TASK STATEMENT ::
Take down each entry exactly as written.

** BEGIN RECORDS TO PROCESS **

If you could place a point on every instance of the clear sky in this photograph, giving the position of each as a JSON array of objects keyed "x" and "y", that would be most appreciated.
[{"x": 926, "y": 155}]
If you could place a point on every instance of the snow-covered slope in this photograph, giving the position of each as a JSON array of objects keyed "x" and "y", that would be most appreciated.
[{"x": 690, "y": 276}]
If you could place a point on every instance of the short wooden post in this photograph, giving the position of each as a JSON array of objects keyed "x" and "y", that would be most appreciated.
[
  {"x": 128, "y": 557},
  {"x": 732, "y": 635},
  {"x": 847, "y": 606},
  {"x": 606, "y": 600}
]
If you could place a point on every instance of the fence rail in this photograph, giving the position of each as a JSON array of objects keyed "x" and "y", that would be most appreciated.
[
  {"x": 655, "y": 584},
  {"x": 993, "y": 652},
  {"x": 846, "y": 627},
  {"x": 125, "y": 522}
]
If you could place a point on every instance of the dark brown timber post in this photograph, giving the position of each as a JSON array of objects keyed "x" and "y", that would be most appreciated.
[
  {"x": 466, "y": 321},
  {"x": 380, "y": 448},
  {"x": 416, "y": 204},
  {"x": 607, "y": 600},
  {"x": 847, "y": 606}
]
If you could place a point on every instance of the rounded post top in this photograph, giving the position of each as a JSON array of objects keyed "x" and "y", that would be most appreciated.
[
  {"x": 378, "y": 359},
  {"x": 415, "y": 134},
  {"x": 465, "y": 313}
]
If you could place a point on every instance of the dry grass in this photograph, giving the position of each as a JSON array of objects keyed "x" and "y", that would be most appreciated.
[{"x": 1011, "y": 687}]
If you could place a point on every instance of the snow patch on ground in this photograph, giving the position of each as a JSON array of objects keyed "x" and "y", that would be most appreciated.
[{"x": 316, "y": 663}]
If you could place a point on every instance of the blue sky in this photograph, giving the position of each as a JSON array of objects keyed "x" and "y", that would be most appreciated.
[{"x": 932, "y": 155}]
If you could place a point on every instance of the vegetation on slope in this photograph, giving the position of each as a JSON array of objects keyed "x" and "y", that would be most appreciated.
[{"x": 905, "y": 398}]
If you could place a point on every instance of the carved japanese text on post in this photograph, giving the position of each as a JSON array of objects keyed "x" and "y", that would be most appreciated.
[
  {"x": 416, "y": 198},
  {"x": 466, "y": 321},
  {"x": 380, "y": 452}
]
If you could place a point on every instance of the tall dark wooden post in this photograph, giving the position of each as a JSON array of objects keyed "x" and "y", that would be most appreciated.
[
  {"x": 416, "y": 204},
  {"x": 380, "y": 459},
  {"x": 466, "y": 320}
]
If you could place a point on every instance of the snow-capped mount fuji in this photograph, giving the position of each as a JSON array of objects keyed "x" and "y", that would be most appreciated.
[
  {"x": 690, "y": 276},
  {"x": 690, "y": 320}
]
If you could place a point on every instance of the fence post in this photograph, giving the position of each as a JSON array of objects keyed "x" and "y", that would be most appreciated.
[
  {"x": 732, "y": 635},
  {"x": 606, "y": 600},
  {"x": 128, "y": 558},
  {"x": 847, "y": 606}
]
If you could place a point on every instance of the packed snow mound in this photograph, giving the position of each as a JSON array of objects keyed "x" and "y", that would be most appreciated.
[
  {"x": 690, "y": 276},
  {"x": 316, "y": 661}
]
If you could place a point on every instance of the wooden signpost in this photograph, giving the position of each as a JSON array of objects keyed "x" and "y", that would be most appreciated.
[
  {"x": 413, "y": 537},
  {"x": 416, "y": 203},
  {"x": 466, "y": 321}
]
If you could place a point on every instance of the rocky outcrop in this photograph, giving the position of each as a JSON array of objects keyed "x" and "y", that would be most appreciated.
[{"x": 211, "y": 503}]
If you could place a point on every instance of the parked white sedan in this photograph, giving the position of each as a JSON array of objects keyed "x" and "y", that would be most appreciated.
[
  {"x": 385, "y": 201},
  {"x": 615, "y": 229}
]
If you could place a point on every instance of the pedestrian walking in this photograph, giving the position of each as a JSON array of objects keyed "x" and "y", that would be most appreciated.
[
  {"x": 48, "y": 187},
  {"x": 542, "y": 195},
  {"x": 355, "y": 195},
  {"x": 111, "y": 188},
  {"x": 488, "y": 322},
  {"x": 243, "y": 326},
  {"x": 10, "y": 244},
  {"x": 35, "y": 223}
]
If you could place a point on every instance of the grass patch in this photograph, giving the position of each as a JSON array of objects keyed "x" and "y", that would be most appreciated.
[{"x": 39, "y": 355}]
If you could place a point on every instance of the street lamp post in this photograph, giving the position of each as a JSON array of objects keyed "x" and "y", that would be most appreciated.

** END RECORDS TO PROCESS **

EXERCISE SOLUTION ::
If you could place a point on every instance of the clear sky in this photograph, giving the position of each as a JSON array of objects keyed "x" and "y", that would be most appreciated.
[{"x": 926, "y": 155}]
If you could place a point on every instance of the snow-covered slope in this photograph, giving the position of each as a JSON array of objects keyed "x" and "y", that would be most appreciated.
[{"x": 690, "y": 276}]
If you could place a point on every instance of the short wooden post in this photograph, giving the position of each as a JSON array of objects keyed "x" and "y", that would be most appreciated.
[
  {"x": 128, "y": 557},
  {"x": 732, "y": 635},
  {"x": 847, "y": 606},
  {"x": 606, "y": 600}
]
If you could place a point on every instance of the fence rail in this photograph, giving the position of each as a JSON array of objects keyed "x" and "y", that would be most appreciated.
[
  {"x": 655, "y": 584},
  {"x": 993, "y": 652},
  {"x": 846, "y": 627},
  {"x": 125, "y": 522}
]
If you could place a point on every instance of the dark brown timber post in this photograph, giving the position of each as a JSON array of objects keyed "x" and "y", that would be most appreciated.
[
  {"x": 466, "y": 321},
  {"x": 380, "y": 448},
  {"x": 416, "y": 204},
  {"x": 607, "y": 600},
  {"x": 847, "y": 606}
]
If you could place a point on every instance of the rounded post top in this photograph, giving the position of each as a JSON array of objects keyed "x" and "y", that would be most appreciated.
[
  {"x": 378, "y": 359},
  {"x": 415, "y": 134},
  {"x": 465, "y": 313}
]
If you could place a point on every instance of the dry grass in this photograph, giving the position of each as a JSON array of objects keyed "x" and "y", that would be most appreciated.
[{"x": 1011, "y": 687}]
If you could place a point on every instance of the snow patch on ground in this photograph, giving the position of each as a JSON array of objects keyed "x" and "y", that would be most appreciated.
[{"x": 316, "y": 663}]
If you could place a point on every instance of the blue sky in this photograph, giving the position of each as a JSON array of objects keyed "x" and "y", that would be most appreciated.
[{"x": 932, "y": 155}]
If you could place a point on every instance of the vegetation on slope in this photograph, giving the position of each as a JSON array of objects keyed "x" and "y", that would be most appreciated.
[{"x": 905, "y": 398}]
If you could place a point on every instance of the carved japanese text on post in this photograph, giving the position of each as a JSON array of objects keyed "x" and "y", that would be most appreciated.
[
  {"x": 416, "y": 198},
  {"x": 466, "y": 321},
  {"x": 380, "y": 452}
]
If you could place a point on every instance of the tall dark wooden post in this photograph, giving the position of each as a JSON array of objects keyed "x" and "y", that would be most appreciated.
[
  {"x": 416, "y": 204},
  {"x": 380, "y": 459},
  {"x": 466, "y": 320}
]
If you could place a point on every instance of the snow-capped mount fuji in this photograph, giving the position of each as a JSON array of objects keyed "x" and "y", that would be most appreciated.
[
  {"x": 690, "y": 276},
  {"x": 690, "y": 320}
]
If you could place a point on every instance of the fence post in this photograph, giving the position of each as a JSON array of objects keyed "x" and "y", that would be most appreciated.
[
  {"x": 732, "y": 635},
  {"x": 606, "y": 600},
  {"x": 128, "y": 558},
  {"x": 847, "y": 606}
]
If you could place a point on every instance of the packed snow mound in this photograph, giving the position of each as a JSON array of objects keyed "x" and "y", that would be most appreciated.
[
  {"x": 690, "y": 276},
  {"x": 316, "y": 661}
]
If you could place a point on every instance of the wooden signpost in this photograph, giving the position of each as a JSON array of objects keyed "x" and "y", that would be most appreciated.
[
  {"x": 413, "y": 537},
  {"x": 416, "y": 203},
  {"x": 466, "y": 321}
]
If you could place a point on every instance of the rocky outcrop in this photograph, giving the position of each as a JSON array of objects keyed "x" and "y", that would be most appreciated.
[{"x": 211, "y": 503}]
If you could place a point on every instance of the parked white sedan in this photograph, giving the position of each as a JSON array of objects keyed "x" and "y", that would be most appreciated.
[
  {"x": 385, "y": 201},
  {"x": 615, "y": 229}
]
If you could place a point on every instance of the pedestrian walking in this photograph, giving the position of each as a JSON array of objects keyed "x" and "y", that would be most appreciated.
[
  {"x": 48, "y": 187},
  {"x": 542, "y": 195},
  {"x": 355, "y": 195},
  {"x": 111, "y": 188},
  {"x": 488, "y": 322},
  {"x": 243, "y": 326},
  {"x": 10, "y": 244},
  {"x": 35, "y": 223}
]
If you could place a point on every instance of the grass patch in this photograph, giving the position of each as a JSON array of objects keyed "x" and "y", that would be most appreciated.
[{"x": 39, "y": 355}]
If you could place a point on every instance of the street lamp post in this photograph, giving the position of each as a JSON array of objects keyed "x" and "y", that would be most appreciated.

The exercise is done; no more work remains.